START Data supplied

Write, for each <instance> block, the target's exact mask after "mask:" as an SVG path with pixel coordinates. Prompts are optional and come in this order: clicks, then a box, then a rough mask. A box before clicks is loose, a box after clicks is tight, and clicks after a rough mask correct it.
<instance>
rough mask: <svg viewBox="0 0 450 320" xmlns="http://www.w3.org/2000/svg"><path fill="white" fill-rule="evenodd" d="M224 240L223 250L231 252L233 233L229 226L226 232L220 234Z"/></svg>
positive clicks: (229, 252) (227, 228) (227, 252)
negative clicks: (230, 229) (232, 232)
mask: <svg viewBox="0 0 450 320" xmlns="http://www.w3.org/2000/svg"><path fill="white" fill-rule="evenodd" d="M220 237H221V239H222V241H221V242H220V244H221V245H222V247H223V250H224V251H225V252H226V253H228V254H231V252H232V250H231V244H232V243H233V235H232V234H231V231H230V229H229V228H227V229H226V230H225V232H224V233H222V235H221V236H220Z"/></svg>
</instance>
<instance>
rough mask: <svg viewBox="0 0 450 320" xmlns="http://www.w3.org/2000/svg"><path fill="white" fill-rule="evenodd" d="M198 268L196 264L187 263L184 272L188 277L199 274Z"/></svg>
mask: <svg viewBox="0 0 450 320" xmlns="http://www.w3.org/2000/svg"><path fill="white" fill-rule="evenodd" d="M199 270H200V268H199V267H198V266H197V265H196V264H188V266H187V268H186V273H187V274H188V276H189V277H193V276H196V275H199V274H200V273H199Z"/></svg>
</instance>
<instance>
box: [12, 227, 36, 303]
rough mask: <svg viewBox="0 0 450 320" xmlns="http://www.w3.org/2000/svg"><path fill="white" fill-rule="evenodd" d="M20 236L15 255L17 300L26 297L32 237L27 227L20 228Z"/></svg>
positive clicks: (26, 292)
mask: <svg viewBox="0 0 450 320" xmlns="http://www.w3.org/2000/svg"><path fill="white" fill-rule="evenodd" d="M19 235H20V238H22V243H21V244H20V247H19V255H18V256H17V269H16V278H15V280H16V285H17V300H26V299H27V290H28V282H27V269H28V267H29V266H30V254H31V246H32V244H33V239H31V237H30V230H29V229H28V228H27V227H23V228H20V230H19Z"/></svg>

END Data supplied

## To do
Transcribe the records exactly as they appear.

## Exercise solution
Write, for each <instance> block, the target's exact mask after "mask:" as an SVG path with pixel coordinates. Prompts are optional and come in this order: clicks, then a box, then a rough mask. A box before clicks is loose, a box after clicks is tight, and clicks after a rough mask correct it.
<instance>
rough mask: <svg viewBox="0 0 450 320" xmlns="http://www.w3.org/2000/svg"><path fill="white" fill-rule="evenodd" d="M224 240L223 250L231 252L233 233L229 226L226 232L220 234Z"/></svg>
positive clicks: (229, 252) (227, 228) (227, 252)
negative clicks: (230, 229) (232, 232)
mask: <svg viewBox="0 0 450 320" xmlns="http://www.w3.org/2000/svg"><path fill="white" fill-rule="evenodd" d="M220 237H221V239H222V241H221V242H220V244H221V245H222V247H223V250H224V251H225V252H226V253H228V254H231V252H232V250H231V244H232V243H233V235H232V234H231V231H230V229H229V228H227V229H226V230H225V232H224V233H222V235H221V236H220Z"/></svg>
</instance>
<instance>
rough mask: <svg viewBox="0 0 450 320" xmlns="http://www.w3.org/2000/svg"><path fill="white" fill-rule="evenodd" d="M198 268L196 264L187 263L184 272L188 277L199 274Z"/></svg>
mask: <svg viewBox="0 0 450 320" xmlns="http://www.w3.org/2000/svg"><path fill="white" fill-rule="evenodd" d="M199 270H200V268H199V267H198V266H197V265H196V264H188V266H187V268H186V273H187V274H188V276H189V277H193V276H196V275H199V274H200V273H199Z"/></svg>
</instance>
<instance>
box: [12, 227, 36, 303]
rough mask: <svg viewBox="0 0 450 320" xmlns="http://www.w3.org/2000/svg"><path fill="white" fill-rule="evenodd" d="M20 236L15 255L17 300L26 297L32 237L27 227L20 228Z"/></svg>
positive clicks: (26, 292)
mask: <svg viewBox="0 0 450 320" xmlns="http://www.w3.org/2000/svg"><path fill="white" fill-rule="evenodd" d="M19 235H20V238H22V243H21V244H20V247H19V255H18V256H17V269H16V278H15V280H16V285H17V300H26V299H27V290H28V282H27V269H28V267H29V266H30V254H31V246H32V244H33V239H31V237H30V230H29V229H28V228H27V227H23V228H20V230H19Z"/></svg>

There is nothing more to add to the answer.